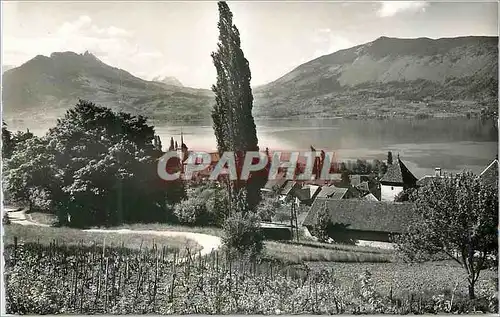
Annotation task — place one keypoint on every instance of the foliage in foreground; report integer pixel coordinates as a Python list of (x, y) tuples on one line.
[(58, 279), (95, 167), (456, 216)]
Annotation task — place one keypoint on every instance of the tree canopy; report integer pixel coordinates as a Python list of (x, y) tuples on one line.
[(457, 217), (233, 123), (95, 167)]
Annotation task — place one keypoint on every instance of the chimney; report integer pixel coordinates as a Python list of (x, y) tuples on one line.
[(437, 172)]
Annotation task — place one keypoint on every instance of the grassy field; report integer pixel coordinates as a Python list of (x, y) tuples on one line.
[(59, 279), (404, 278), (314, 252), (69, 236), (51, 219)]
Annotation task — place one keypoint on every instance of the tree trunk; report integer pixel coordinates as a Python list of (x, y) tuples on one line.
[(472, 295)]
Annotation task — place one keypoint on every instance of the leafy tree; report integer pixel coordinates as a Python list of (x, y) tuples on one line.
[(458, 217), (32, 177), (172, 146), (7, 142), (233, 123), (192, 211), (320, 230), (108, 167)]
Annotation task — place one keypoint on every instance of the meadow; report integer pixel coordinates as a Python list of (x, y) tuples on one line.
[(65, 278)]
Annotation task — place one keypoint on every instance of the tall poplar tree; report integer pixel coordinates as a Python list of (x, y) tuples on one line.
[(233, 123)]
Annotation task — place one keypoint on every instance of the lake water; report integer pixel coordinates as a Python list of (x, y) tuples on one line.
[(453, 144)]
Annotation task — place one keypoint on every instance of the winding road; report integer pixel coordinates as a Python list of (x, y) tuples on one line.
[(207, 242)]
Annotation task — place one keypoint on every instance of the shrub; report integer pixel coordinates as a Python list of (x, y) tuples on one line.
[(242, 229), (242, 233), (217, 207), (320, 230), (192, 211)]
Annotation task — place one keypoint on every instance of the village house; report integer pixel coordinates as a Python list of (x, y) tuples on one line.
[(354, 219), (427, 179), (397, 178)]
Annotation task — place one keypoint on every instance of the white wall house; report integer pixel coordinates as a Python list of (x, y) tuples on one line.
[(397, 179), (389, 191)]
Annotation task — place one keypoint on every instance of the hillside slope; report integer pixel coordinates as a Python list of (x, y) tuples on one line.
[(45, 87), (389, 77)]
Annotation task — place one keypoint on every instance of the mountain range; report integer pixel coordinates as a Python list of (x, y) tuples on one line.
[(45, 87), (386, 77)]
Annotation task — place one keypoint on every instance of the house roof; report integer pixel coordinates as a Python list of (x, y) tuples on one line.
[(332, 192), (427, 179), (489, 176), (369, 197), (363, 215), (279, 182), (289, 185), (399, 173), (363, 186)]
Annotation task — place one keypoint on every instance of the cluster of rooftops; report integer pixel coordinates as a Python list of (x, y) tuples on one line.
[(356, 206)]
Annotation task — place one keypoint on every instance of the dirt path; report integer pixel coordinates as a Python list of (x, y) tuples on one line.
[(207, 242)]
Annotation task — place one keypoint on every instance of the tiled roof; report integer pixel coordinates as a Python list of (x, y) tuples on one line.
[(332, 192), (363, 215), (490, 174), (363, 186), (369, 197), (427, 179), (289, 185), (358, 179), (399, 173)]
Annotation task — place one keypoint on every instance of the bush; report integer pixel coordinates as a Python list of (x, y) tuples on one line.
[(242, 233), (217, 207), (192, 211), (5, 219)]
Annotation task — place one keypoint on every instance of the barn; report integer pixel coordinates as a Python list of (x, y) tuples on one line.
[(353, 219)]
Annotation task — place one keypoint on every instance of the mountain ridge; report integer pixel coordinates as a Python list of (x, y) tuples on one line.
[(385, 77), (49, 85)]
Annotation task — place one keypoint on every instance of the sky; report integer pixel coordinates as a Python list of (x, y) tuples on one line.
[(151, 39)]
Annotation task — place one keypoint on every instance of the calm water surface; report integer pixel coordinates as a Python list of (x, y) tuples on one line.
[(453, 144)]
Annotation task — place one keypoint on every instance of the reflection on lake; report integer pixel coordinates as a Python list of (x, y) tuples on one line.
[(452, 144)]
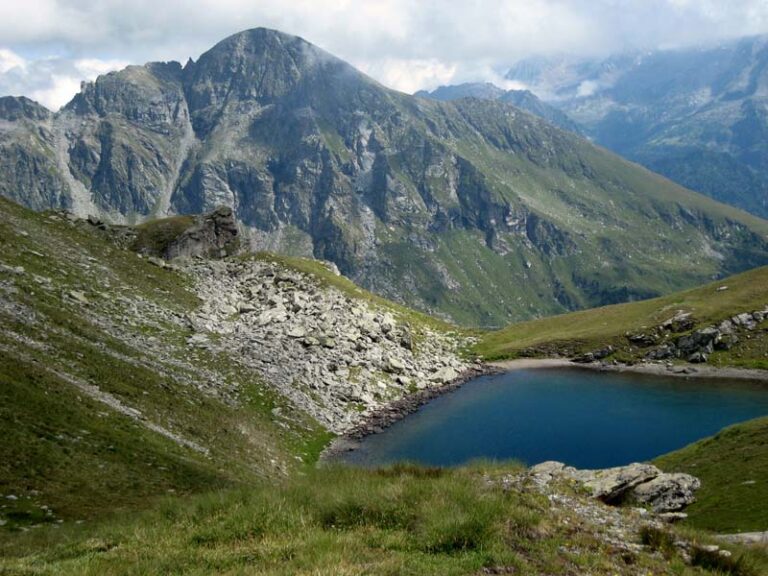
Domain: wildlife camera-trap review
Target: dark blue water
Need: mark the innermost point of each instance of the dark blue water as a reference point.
(586, 419)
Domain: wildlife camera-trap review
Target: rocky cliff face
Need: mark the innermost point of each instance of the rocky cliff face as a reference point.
(472, 210)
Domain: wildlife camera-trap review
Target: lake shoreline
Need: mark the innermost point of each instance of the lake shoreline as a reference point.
(703, 371)
(383, 418)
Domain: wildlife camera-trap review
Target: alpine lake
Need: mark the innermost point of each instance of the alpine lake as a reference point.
(585, 418)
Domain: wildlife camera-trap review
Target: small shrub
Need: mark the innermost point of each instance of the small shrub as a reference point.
(658, 540)
(413, 470)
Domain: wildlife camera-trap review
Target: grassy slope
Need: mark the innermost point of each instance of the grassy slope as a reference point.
(75, 455)
(592, 329)
(733, 468)
(339, 521)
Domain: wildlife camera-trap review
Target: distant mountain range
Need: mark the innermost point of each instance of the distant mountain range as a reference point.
(698, 116)
(523, 99)
(472, 209)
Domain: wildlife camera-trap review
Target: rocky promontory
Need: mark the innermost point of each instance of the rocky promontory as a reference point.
(339, 357)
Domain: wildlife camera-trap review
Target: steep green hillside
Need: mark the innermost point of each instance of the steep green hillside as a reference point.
(733, 467)
(471, 210)
(402, 520)
(123, 379)
(590, 330)
(102, 407)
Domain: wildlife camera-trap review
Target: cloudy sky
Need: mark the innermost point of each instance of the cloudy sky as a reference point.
(47, 47)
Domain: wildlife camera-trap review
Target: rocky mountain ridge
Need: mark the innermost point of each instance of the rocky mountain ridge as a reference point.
(472, 210)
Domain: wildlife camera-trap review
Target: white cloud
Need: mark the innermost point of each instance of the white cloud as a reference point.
(410, 75)
(404, 44)
(51, 81)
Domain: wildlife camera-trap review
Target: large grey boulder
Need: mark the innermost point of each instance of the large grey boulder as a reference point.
(612, 484)
(667, 492)
(638, 483)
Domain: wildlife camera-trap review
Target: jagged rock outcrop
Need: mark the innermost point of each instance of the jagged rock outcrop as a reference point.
(469, 209)
(213, 235)
(523, 99)
(335, 356)
(642, 484)
(697, 345)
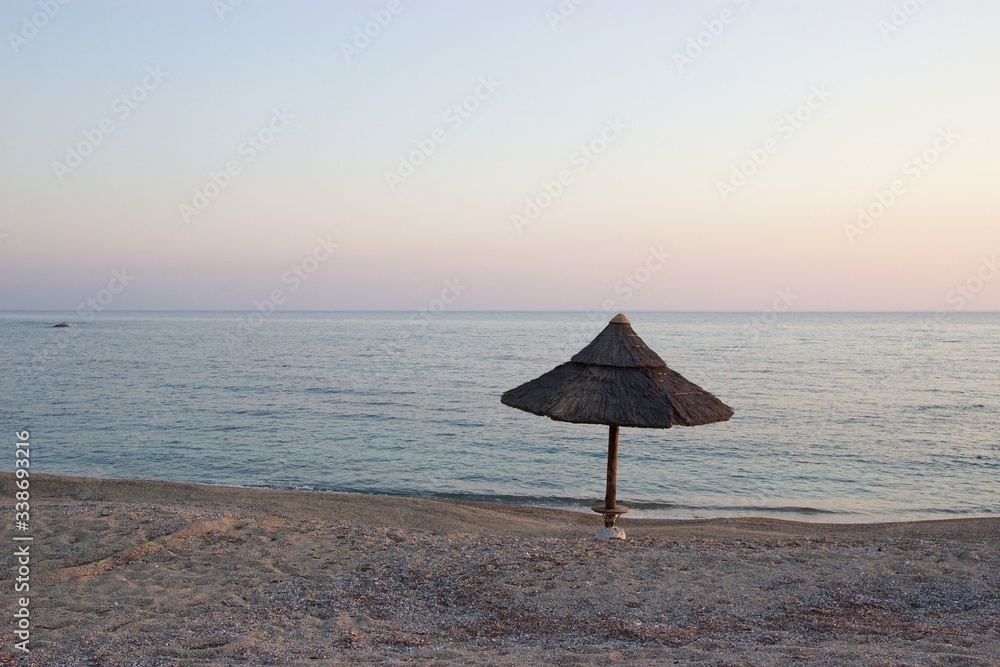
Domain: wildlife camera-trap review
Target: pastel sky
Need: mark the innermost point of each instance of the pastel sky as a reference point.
(638, 156)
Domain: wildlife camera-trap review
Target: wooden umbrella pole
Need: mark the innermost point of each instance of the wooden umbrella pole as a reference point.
(610, 497)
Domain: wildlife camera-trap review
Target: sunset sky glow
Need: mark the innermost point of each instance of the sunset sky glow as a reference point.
(665, 156)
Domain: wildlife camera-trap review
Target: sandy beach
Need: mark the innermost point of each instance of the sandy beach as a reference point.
(153, 573)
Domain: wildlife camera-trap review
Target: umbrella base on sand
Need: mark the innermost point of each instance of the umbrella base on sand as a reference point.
(617, 380)
(610, 533)
(610, 529)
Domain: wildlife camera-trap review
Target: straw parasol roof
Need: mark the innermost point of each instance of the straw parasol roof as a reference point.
(617, 380)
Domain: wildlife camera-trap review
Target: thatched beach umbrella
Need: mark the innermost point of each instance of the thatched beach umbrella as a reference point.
(617, 380)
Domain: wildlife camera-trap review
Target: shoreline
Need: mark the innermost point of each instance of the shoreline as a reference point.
(158, 573)
(639, 513)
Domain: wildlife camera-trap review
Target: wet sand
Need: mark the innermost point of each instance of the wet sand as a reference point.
(153, 573)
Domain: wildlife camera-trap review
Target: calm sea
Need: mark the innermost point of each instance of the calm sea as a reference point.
(839, 417)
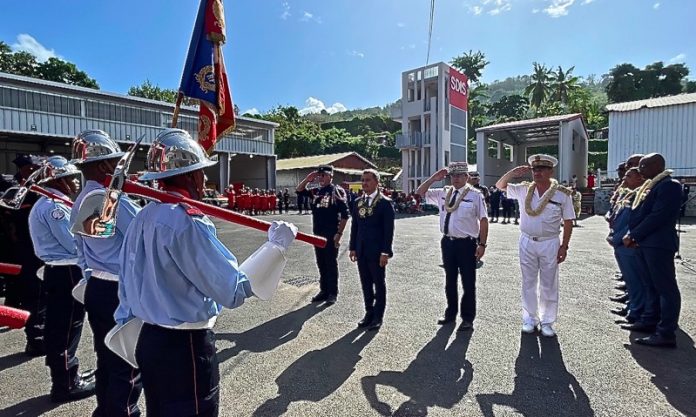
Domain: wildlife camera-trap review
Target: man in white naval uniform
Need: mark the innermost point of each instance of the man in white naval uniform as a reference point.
(544, 206)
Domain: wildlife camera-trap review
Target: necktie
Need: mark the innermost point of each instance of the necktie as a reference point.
(450, 204)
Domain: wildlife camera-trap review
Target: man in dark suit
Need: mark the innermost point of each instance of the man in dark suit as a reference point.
(371, 236)
(652, 230)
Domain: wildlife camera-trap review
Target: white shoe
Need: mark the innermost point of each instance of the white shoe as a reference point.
(547, 330)
(528, 328)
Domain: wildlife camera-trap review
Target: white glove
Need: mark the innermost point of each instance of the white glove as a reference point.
(282, 233)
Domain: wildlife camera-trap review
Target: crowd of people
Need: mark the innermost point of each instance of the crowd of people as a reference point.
(145, 276)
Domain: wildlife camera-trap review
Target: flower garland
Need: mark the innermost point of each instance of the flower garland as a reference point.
(365, 210)
(647, 186)
(544, 199)
(459, 199)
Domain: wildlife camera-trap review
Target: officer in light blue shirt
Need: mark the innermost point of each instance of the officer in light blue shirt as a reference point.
(175, 277)
(49, 227)
(118, 384)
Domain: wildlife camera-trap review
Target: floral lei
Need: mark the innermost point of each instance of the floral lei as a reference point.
(544, 198)
(366, 211)
(459, 199)
(647, 186)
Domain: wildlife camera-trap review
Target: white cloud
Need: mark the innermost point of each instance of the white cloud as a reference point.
(558, 8)
(308, 17)
(252, 110)
(314, 105)
(286, 10)
(27, 43)
(679, 59)
(492, 7)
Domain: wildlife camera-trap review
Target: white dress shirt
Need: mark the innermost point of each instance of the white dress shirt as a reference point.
(548, 222)
(465, 220)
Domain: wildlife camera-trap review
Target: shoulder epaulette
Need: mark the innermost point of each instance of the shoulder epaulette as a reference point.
(191, 210)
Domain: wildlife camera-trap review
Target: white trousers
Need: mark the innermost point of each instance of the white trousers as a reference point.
(539, 264)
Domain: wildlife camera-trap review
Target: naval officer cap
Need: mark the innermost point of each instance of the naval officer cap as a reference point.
(325, 169)
(542, 160)
(458, 168)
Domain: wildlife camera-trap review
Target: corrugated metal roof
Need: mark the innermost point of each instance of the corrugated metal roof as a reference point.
(94, 92)
(653, 102)
(315, 160)
(522, 124)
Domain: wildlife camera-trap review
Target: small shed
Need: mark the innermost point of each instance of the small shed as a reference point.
(503, 146)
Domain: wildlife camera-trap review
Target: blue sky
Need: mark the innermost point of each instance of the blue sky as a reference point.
(337, 54)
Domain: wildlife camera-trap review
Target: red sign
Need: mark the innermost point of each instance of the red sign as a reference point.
(459, 89)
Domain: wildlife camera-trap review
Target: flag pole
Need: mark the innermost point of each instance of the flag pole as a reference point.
(175, 117)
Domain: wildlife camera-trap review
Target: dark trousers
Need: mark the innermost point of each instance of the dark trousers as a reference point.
(374, 286)
(32, 299)
(459, 258)
(180, 372)
(118, 384)
(63, 330)
(327, 262)
(665, 296)
(629, 266)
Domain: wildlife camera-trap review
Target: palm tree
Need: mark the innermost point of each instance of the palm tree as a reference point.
(563, 84)
(540, 87)
(471, 64)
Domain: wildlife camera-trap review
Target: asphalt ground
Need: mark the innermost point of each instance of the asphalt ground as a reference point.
(289, 357)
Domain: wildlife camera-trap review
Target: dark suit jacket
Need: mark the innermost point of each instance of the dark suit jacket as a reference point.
(372, 236)
(653, 223)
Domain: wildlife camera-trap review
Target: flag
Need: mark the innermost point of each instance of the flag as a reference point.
(205, 78)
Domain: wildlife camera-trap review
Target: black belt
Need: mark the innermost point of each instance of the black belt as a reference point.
(459, 238)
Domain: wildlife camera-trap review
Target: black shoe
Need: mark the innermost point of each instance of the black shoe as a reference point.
(375, 325)
(465, 326)
(82, 389)
(619, 298)
(656, 340)
(639, 327)
(322, 296)
(619, 311)
(88, 374)
(366, 321)
(34, 351)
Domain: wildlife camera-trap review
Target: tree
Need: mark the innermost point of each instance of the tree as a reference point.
(153, 92)
(53, 69)
(540, 87)
(57, 70)
(563, 84)
(471, 64)
(509, 108)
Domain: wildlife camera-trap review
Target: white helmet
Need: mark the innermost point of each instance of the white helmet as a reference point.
(173, 153)
(94, 145)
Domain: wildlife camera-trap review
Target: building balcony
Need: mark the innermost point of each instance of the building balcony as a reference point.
(412, 140)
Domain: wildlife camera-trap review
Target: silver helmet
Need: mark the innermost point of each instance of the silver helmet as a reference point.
(94, 145)
(56, 167)
(172, 153)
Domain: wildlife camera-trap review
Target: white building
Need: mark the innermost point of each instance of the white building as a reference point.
(433, 115)
(666, 125)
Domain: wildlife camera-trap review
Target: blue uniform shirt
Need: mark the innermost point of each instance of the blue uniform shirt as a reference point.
(49, 226)
(102, 254)
(174, 270)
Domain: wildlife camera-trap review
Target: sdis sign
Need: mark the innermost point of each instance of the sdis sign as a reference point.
(459, 89)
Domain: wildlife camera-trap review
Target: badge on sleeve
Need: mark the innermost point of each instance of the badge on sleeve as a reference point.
(57, 214)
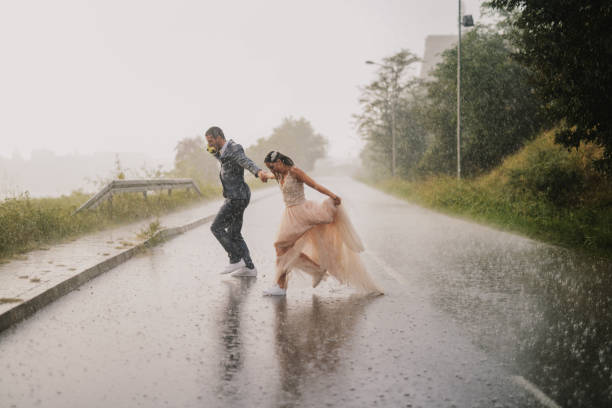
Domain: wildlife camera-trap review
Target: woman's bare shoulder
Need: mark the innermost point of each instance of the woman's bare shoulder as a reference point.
(296, 171)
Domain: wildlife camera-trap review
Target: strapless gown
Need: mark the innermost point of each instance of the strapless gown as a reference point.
(318, 238)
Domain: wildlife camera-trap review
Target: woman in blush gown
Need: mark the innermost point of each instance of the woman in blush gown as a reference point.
(316, 238)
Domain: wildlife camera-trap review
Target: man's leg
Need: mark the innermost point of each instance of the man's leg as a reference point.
(220, 225)
(234, 232)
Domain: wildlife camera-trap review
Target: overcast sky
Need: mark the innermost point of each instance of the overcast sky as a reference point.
(106, 75)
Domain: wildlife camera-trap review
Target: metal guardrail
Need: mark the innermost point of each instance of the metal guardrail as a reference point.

:: Exercise ::
Pull out every line above that contains the word "grey", and copy each one in full.

:: Expected output ::
Target: large grey boulder
Need: mark the innermost point of each instance of the large grey boulder as a reference point.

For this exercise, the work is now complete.